___ Page

Crisis said these organisations should be legally required to help prevent people leaving their care from becoming homeless.

The plan also proposes that job centres have homelessness specialists.

PwC found that, over the next decade, these policies would cost £9.9 billion and deliver benefits worth £26.4 billion, Crisis said.

Jon Sparkes, chief executive of Crisis, said: “For the first time ever, we have a comprehensive plan that shows exactly how we can address the root causes of homelessness and make it a thing of the past.

“Other parts of the world are taking huge strides towards ending it, and Britain can too.

“We must not become a society that simply accepts homelessness as ‘a sad fact of life’, because the good news is that we know it doesn’t have to be this way.”

This includes people living on the streets, in cars and tents, or in unsuitable temporary accommodation.

______

* To-do list
A. Sum up the passage on ending homelessness in two sentences.
B. Go on with the passage on ending homelessness from the point where it stops.

___ Available data

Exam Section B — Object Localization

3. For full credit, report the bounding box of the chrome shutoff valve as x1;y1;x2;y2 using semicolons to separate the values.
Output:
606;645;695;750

______

* Results for the exercise
A. Crisis called for certain organizations to be legally required to help keep people leaving their care from becoming homeless, and its plan also proposes homelessness specialists in job centers. Crisis said PwC found the policies would cost £9.9 billion over the next decade and deliver benefits worth £26.4 billion, while chief executive Jon Sparkes said the plan shows how to tackle the root causes of homelessness and make it a thing of the past.

B.
Martin Tett, the Local Government Association’s Housing spokesman, said: “It is essential that all councils are able to borrow to build new homes and adapt welfare reforms to prevent homelessness from happening in the first place.

“A genuine renaissance in council housebuilding would increase housing supply, boost home ownership and reduce homelessness.”

A spokeswoman for the Ministry of Housing, Communities and Local Government said it was committed to tackling homelessness and rough sleeping, working with charities like Crisis.

“We are investing more than £1.2 billion to tackle all forms of homelessness and just last week we announced £30 million for councils to help boost the immediate support available to people living on the streets.

“We are also investing £9 billion to build more affordable homes and are piloting the Housing First approach in three major regions to get people off the streets and into stable accommodation.”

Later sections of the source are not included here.